[ЗАДАНИЯ К РАБОТЕ]
1. Как в двух предложениях передать содержание отрывка о российских компаниях на иностранных биржах?
2. Продолжите отрывок о российских компаниях на иностранных биржах, начав сразу после его последнего предложения.

[ПРИВЕДЁННЫЙ ОТРЫВОК]

Естественно, это попытка нажиться на ситуации, но мы сейчас находимся не в 90-х годах, когда наши финансисты были недостаточно опытными и образованными в этих вопросах. Я считаю, что сейчас российские финансовые менеджеры — одни из самых лучших в мире, они принимают решения очень взвешенно. Размещаться ради того, чтобы разместиться, желающих нет. Более того, есть обратная тенденция, когда ранее разместившиеся на иностранных биржах российские компании активно уходят с рынка, выкупают свои акции очень дешево, пользуясь тем, что они торгуются с большим дисконтом.

— Какие тогда у российских компаний есть механизмы привлечения денег в бизнес, если не кредит?

[СВЕДЕНИЯ]

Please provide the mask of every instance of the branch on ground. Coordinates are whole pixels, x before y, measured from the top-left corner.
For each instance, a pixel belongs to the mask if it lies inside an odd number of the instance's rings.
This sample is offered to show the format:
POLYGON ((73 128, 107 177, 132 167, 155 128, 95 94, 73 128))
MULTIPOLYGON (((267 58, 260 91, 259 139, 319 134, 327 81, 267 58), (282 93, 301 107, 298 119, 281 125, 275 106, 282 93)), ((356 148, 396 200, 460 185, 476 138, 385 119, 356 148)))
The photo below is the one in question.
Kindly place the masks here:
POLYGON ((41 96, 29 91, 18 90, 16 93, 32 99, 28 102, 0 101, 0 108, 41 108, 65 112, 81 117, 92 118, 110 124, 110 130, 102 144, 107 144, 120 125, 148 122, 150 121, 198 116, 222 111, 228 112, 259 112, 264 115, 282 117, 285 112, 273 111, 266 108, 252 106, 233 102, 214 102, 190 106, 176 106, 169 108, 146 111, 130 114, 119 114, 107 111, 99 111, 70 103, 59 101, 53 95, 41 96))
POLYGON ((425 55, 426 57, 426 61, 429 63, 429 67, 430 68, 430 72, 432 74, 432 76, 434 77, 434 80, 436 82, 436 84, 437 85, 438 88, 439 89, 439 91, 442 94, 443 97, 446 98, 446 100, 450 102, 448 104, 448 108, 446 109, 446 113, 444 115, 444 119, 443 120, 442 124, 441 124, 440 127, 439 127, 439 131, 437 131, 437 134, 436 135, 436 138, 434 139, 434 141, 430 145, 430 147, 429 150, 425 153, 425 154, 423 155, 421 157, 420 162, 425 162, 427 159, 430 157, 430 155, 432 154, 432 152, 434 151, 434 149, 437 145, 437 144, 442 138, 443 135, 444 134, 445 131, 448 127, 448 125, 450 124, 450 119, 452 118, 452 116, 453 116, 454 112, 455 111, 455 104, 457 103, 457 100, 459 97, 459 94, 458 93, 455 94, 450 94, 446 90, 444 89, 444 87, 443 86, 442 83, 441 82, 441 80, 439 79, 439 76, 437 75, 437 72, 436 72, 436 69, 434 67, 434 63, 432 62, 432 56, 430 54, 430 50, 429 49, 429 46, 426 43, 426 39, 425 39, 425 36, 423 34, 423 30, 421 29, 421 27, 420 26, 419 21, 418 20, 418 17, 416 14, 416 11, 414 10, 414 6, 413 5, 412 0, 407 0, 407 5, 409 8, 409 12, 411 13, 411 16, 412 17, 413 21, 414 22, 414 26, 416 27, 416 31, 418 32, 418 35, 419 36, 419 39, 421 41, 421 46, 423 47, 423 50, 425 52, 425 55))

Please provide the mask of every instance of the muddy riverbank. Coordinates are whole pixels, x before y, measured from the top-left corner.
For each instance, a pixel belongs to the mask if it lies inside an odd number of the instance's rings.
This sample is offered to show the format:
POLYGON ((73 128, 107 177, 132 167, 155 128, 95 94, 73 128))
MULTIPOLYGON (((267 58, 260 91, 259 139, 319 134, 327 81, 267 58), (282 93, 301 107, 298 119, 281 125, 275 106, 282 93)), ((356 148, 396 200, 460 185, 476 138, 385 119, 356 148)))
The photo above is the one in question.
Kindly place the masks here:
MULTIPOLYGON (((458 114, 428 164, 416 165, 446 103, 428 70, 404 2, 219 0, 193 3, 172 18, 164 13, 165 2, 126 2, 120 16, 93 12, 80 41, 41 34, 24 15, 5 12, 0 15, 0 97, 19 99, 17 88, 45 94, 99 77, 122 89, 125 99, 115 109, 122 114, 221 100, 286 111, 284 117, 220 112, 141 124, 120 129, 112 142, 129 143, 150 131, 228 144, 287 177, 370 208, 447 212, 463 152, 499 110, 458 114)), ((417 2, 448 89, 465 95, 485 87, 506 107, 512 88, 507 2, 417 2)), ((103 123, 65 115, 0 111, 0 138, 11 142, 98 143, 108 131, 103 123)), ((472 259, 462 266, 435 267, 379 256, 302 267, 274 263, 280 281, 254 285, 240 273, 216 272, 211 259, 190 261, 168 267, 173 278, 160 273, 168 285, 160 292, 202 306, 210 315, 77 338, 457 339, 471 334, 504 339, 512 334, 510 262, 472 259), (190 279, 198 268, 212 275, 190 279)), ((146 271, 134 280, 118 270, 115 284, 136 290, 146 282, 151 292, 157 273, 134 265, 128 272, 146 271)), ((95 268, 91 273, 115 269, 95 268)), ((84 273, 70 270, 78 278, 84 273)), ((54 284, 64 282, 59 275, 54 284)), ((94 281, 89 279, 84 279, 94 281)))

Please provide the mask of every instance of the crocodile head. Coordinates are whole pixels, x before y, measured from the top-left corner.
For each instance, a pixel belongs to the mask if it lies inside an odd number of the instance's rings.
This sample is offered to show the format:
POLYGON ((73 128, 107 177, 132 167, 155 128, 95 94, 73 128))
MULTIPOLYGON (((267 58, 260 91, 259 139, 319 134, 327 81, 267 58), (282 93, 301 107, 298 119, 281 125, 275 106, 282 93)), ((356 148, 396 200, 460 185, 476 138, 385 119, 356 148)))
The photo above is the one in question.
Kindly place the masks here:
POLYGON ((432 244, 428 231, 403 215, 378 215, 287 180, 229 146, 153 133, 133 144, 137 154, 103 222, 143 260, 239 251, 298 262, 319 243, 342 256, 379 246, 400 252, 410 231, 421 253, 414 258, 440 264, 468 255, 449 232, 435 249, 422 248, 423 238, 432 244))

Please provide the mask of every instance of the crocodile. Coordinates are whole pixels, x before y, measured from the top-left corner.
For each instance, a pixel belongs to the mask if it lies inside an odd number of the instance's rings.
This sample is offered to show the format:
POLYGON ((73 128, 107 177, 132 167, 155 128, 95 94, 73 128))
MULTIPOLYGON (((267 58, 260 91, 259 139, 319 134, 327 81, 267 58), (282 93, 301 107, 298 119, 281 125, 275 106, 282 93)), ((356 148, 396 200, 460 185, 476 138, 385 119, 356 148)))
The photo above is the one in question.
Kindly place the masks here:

[ОТВЕТЫ]
1. В отрывке говорится, что сейчас российские финансовые менеджеры — одни из лучших в мире и принимают решения очень взвешенно, поэтому желающих размещаться ради самого размещения нет. Более того, российские компании, ранее разместившиеся на иностранных биржах, активно уходят с рынка и очень дешево выкупают свои акции, которые торгуются с большим дисконтом.

2.
— Альтернативный источник — это рынок рублевых облигаций, который в последнее время немного приоткрылся. Но по справедливой цене разместить свои облигации на рынке способны единицы российских эмитентов. Как правило, это крупнейшие российские корпорации. В большинстве случаев облигации второго эшелона выкупают банки – организаторы размещения. По факту это все те же клубные сделки по кредитованию, оформленные через облигацию.

Я думаю, что внутренний рынок откроется после того, как появится больше ясности по новому витку санкций. Внешний рынок ждет той же ясности с санкциями, а также развития событий в торговой войне между США и Китаем.

«ВСЕ УЖЕ ДАВНО АДАПТИРОВАЛИСЬ. НИКТО НЕ СИДИТ В ДОМИКЕ И НЕ ЖДЕТ ХОРОШЕЙ ПОГОДЫ»

— Райффайзенбанк — один из лидеров рынка во внедрении новых цифровых технологий. Так, в конце 2017 года банк организовал на базе технологии блокчейн размещение облигаций «МегаФона». Чем они интересны по сравнению с традиционными технологиями размещения облигаций? Как бы вы оценили их перспективы, насколько они будут востребованы в горизонте двух-трех лет?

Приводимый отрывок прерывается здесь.